WHAT YOU NEED TO DO →
1 – In the Concorde forum thread, who is named as ultimately responsible for handing over jets to the USSR?
2 – Swap "Stalin" for "Beria" in the Concorde forum thread, and give again the passage starting with "Dr Jekyll 2nd" and going on through "no commercial future?".
3 – Carry on the Concorde forum thread from its last sentence.

SOURCE EXCERPT →
## Begin

One plan for Concorde was from London to Tokyo with stops at Moscow and somewhere in Siberia. This was a potentially lucrative business route.

However the failure of the TU 144 knocked this on the head as the Ruskies didn't want their people to see we had a successful SST when they did not. Also because of this they would not allow supersonic ops over Siberia which they'd previously indicated they would be amenable to.

Dr Jekyll 2nd Feb 2015 09:10


Yes, it does. Britain displayed a curious sympathy towards Soviet Russia in the immediate post war years. Given that a few British double-agents were literally in bed with the U.S.S.R., it is not surprising that a great deal of what would otherwise be classified as national secrets were given away.
The man ultimately responsible for handing over jets to the USSR was Stafford Cripps, who had been ambassador to Moscow during to war. He had known Marxist sympathies even before this but I can't help wondering whether Stalin had gathered some blackmail material when Cripps was in Moscow.


How much of Britain's rather limited talent (small country, not the greatest technical education programme) was tied up in making a marvel of technology with no commercial future?
Not much, a lot of Britain's aviation talent went to the USA because there wasn't enough work in the UK. Which is why many 747 systems are remarkably similar to the VC10.

Shaggy Sheep Driver 2nd Feb 2015 09:15

I can recommend 'Winkle' Brown's book on the M52. Brown, having been selected as pilot for the first supersonic flight in it, obviously had a lot of involvement including working with Miles and various Government agencies.

I won't say here what Brown's conclusions were about the cancellation and the handing of the data to the US as it would be a spoiler for anyone yet to read the book. Political intrigue is there of course, Whittle and Power Jets play a part, and an expensive side-show of unsuccessful radio controlled models (that ended up costing more than flying the M52 would have done, but which proved the M52 would almost certainly have done the job) were foisted onto the project by a rather 'difficult' Barnes Wallis.

The official reason for cancellation - that 'it was too dangerous a mission for the pilot', is effectively shot down by Brown as nonesense. Brown's teasing out (from his knowledge gained in meetings, and with personally knowing the main characters involved) of the probable real reason is fascinating.

The book is well worth a read!

By the way - TU144 and Concorde. TU144 was in no way a 'Concordski' (Copy of Concorde). If they'd copied it, they'd have got it right. The wing and in particular the intakes on the 144 were far from 'right', hence the fuel burn. The secret of Concorde's supercruise allowing very low fuel consumption at M2 and 60,000 ft is the intakes, mostly. Ted Talbot's book is well worth a read on that.

Peter-RB 2nd Feb 2015 10:36

Having been able to park my ample but firm rear end on the sumptuous Soft grey leather seats just rear of the port side wing on Concord, I marveled at the feel of acceleration to reach the ability to throttle back so as not to blast eardrums of mere earthling looking like ants below us, but once high enough to pass over 2x Mount Everests I read that the air intakes at supercruise presented air to the engines as though it was only doing 300knts, all done with baffles and trapdoors..

## End

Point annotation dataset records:
## Begin

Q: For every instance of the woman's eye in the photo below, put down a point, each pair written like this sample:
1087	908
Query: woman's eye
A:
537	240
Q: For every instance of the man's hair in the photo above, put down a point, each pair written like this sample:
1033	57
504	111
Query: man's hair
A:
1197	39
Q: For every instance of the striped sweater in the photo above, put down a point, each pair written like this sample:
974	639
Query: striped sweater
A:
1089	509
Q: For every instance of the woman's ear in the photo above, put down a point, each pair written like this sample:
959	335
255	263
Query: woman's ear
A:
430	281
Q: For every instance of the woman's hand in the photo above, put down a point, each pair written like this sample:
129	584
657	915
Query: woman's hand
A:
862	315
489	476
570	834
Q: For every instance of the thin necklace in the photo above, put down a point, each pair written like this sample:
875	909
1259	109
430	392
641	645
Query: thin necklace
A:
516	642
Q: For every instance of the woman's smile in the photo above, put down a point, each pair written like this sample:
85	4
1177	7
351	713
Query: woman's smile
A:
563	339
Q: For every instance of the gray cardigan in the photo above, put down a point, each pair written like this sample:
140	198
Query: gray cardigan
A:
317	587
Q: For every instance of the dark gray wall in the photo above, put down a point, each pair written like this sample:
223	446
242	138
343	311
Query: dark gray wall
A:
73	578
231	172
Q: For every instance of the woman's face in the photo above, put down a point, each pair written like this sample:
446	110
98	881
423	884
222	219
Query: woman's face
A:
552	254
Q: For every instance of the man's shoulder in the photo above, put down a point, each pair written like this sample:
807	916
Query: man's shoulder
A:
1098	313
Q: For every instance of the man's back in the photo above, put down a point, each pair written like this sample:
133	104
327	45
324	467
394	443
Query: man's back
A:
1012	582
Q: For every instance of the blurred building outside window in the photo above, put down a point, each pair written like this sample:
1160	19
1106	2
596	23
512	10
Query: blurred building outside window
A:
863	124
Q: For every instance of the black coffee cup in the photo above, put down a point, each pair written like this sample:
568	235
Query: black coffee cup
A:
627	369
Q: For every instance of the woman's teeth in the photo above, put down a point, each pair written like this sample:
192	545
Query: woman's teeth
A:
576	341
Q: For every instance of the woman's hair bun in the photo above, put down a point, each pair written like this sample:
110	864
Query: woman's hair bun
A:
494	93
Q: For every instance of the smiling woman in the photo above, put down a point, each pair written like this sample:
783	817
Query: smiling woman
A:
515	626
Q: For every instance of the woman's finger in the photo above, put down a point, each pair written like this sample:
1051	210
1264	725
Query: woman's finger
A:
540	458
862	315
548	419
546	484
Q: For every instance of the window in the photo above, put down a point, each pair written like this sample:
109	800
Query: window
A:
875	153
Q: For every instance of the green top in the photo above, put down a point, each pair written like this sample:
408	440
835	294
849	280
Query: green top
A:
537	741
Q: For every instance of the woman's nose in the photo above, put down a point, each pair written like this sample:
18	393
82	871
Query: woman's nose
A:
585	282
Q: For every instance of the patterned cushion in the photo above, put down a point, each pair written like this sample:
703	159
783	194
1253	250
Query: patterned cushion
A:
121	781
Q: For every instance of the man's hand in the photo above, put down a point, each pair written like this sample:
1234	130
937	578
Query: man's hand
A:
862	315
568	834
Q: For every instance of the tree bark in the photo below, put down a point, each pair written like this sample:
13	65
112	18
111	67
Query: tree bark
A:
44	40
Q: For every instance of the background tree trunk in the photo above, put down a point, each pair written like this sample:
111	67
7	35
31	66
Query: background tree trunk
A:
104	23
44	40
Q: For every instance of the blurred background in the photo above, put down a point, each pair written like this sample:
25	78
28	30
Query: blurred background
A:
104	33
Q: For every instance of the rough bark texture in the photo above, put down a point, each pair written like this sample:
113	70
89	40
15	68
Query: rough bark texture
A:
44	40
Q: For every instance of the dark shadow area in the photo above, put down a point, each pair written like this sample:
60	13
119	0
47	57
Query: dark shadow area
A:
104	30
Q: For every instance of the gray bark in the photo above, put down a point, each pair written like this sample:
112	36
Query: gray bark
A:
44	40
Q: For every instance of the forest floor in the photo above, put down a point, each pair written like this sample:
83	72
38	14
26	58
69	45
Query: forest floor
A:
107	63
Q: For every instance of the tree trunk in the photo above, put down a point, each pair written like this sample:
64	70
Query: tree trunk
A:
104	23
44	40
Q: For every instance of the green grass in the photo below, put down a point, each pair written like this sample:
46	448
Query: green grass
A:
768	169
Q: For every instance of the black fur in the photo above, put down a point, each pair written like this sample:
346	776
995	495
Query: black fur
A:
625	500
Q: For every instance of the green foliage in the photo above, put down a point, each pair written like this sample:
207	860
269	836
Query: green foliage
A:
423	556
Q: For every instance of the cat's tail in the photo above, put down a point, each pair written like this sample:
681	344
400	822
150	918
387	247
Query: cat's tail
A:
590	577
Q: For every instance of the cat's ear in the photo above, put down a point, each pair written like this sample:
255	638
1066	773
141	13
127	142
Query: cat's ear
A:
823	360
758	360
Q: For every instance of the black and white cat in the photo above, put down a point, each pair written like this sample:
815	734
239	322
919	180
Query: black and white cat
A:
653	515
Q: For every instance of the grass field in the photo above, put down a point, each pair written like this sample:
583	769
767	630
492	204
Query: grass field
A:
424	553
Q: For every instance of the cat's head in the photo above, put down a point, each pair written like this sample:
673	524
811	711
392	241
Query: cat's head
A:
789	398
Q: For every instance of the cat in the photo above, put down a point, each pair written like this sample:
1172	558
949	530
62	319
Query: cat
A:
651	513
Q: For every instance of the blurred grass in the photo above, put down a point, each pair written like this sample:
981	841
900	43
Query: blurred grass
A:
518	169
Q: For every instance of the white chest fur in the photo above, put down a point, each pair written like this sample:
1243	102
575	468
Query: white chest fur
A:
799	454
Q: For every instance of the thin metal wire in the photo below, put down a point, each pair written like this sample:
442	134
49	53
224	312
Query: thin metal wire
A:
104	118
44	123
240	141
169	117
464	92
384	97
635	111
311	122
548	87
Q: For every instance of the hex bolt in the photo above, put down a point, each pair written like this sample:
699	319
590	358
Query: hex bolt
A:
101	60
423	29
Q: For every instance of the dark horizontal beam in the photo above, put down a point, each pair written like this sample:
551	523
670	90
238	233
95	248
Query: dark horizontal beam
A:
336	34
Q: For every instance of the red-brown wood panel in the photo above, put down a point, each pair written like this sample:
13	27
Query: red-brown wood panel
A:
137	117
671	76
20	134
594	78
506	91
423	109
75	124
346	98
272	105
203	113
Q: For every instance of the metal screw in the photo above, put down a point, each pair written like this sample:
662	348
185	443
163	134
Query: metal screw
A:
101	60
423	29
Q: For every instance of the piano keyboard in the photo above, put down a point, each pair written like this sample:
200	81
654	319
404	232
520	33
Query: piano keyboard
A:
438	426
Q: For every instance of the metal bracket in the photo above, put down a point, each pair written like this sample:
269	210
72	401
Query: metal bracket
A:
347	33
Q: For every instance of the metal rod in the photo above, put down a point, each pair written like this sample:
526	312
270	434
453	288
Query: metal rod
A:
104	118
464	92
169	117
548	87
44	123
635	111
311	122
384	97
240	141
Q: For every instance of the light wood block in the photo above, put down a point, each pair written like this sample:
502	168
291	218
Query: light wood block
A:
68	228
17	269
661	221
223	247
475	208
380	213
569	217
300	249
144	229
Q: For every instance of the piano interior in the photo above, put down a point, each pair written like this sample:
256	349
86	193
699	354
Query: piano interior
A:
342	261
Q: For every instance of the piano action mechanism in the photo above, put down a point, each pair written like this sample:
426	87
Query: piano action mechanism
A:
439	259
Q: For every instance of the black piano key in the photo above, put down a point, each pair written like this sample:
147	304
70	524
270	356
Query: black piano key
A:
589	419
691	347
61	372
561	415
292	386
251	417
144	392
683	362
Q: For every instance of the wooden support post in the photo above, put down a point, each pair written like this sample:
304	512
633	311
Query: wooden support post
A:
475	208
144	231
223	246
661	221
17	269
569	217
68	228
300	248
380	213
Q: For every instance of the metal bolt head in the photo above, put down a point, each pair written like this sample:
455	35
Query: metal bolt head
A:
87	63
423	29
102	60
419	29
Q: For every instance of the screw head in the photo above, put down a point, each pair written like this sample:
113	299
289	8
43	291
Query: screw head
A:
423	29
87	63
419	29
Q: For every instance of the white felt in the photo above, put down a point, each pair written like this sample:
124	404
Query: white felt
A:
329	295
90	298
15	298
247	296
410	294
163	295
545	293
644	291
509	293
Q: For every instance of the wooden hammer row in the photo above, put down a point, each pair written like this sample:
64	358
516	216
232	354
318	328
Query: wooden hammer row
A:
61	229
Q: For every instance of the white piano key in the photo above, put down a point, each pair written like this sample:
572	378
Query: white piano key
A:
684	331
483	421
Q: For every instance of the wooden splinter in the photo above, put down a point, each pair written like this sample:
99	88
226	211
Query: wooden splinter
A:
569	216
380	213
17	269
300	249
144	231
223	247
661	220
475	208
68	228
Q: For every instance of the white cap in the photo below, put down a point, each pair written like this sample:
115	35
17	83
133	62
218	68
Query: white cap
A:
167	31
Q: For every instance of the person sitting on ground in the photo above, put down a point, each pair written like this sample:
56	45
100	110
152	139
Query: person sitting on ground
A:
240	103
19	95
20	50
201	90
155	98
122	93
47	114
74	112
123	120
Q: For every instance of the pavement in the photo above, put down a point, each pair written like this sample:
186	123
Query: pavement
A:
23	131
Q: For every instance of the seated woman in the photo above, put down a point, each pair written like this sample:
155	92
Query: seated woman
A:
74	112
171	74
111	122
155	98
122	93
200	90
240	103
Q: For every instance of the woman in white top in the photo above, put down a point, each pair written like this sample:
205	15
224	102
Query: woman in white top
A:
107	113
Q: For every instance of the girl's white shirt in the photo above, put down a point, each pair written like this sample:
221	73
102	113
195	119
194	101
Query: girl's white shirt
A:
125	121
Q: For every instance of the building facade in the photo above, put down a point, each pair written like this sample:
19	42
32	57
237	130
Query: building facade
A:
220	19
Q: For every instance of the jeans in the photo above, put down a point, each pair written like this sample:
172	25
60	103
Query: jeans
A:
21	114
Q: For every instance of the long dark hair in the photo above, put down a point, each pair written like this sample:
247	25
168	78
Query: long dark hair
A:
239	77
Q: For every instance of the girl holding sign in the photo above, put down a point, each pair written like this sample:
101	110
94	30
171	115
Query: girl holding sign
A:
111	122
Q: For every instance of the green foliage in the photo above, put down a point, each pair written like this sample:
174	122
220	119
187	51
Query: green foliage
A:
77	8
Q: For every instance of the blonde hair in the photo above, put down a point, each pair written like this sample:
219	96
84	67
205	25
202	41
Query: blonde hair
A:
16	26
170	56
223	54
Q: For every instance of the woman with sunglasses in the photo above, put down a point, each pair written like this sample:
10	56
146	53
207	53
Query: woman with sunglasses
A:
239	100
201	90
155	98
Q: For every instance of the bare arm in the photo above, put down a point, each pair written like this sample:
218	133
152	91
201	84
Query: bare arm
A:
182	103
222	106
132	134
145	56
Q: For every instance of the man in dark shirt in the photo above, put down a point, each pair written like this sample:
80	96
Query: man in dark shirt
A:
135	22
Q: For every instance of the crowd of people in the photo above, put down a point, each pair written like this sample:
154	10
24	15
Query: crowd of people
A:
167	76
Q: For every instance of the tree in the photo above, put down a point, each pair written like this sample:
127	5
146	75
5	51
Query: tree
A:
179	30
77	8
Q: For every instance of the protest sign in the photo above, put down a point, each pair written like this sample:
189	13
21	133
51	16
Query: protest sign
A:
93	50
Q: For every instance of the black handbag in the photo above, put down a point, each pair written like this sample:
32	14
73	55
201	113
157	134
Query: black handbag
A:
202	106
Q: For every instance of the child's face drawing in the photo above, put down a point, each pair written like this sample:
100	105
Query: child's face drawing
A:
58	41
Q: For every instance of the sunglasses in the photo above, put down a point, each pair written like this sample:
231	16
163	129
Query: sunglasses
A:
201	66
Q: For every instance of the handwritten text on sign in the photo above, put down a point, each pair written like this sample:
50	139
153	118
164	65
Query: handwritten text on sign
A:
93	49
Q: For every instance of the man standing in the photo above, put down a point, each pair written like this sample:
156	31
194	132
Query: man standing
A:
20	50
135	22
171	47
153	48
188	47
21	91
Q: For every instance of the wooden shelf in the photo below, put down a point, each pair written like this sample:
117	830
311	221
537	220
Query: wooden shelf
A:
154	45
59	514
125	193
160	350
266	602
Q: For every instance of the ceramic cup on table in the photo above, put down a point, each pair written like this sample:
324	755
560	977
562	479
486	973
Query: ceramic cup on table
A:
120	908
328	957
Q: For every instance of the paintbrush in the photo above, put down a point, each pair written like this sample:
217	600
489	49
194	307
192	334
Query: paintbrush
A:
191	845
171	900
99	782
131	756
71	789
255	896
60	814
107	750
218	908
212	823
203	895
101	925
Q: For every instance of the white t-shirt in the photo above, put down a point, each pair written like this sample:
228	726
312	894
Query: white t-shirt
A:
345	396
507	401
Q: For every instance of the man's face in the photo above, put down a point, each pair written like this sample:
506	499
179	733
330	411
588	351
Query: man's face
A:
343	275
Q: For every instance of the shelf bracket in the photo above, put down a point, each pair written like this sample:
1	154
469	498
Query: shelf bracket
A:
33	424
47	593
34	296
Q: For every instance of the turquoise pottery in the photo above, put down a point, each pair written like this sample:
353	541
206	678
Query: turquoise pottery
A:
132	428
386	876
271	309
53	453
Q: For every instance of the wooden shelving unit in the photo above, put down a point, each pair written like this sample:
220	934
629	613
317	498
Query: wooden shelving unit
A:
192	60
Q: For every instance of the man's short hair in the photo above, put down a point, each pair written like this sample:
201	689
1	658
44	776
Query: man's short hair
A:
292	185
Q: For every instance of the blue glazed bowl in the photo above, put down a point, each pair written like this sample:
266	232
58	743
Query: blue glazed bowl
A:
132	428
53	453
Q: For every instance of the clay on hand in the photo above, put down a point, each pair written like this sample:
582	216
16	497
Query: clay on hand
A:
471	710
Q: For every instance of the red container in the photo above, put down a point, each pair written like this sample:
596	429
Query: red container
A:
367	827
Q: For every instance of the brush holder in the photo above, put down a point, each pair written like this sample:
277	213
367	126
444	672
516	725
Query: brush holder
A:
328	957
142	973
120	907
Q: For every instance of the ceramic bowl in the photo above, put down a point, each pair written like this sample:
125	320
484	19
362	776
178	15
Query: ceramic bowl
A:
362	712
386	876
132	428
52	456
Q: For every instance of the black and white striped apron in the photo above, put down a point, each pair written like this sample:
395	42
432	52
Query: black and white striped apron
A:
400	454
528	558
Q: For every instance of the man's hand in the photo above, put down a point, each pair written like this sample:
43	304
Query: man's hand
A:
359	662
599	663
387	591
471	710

## End

OUTPUTS →
1 – Stafford Cripps

2 –
Dr Jekyll 2nd Feb 2015 09:10


Yes, it does. Britain displayed a curious sympathy towards Soviet Russia in the immediate post war years. Given that a few British double-agents were literally in bed with the U.S.S.R., it is not surprising that a great deal of what would otherwise be classified as national secrets were given away.
The man ultimately responsible for handing over jets to the USSR was Stafford Cripps, who had been ambassador to Moscow during to war. He had known Marxist sympathies even before this but I can't help wondering whether Beria had gathered some blackmail material when Cripps was in Moscow.


How much of Britain's rather limited talent (small country, not the greatest technical education programme) was tied up in making a marvel of technology with no commercial future?

3 –
I am sure somebody will be able to jump on me to correct this, for like my Winkle Brown book I cannot put my hand onto that Concord publication.

But to the rest of the World.."Eat ya heart out Baby", the Brits and the Froggys developed an aircraft that broke all records

Good Eh
Peter R-B
..Lancashire where the first Jet engine in the World was built, not copied!:D

Good Vibs 2nd Feb 2015 10:41

view of Tu-144 intakes at Sinsheim
 
http://i1305.photobucket.com/albums/...&1422877158226

Shaggy Sheep Driver 2nd Feb 2015 10:48

You're correct there. Peter. Mach 2 airflow, slowed to about 300kts at the engine face, and a great deal of energy extracted from slowing that air down converted directly into forward thrust - pressure recovery!

Above M1.3 the ramps were moved hydraulically by the intake computer (the only digital one on the aeroplane) to maintain the intake shocks in the right place. The combination of the intake shape, boundary layer diverter, and the computer control system and software that controls the ramps, is what the Russians (and the US with the B1 - read Ted's book) couldn't get right.

Above M1.7 the intakes were providing so much power that the afterburners could be switched off, and the aeroplane would continue to accelerate and climb to M2 at 60,000' in dry power. Only skin temps prevented higher speeds, and certification for dealing with the possibility of decompression of the cabin limited it to 60,000'.

What a fabulous aeroplane! I flew in it just once, but I did get the jump seat T/O to landing!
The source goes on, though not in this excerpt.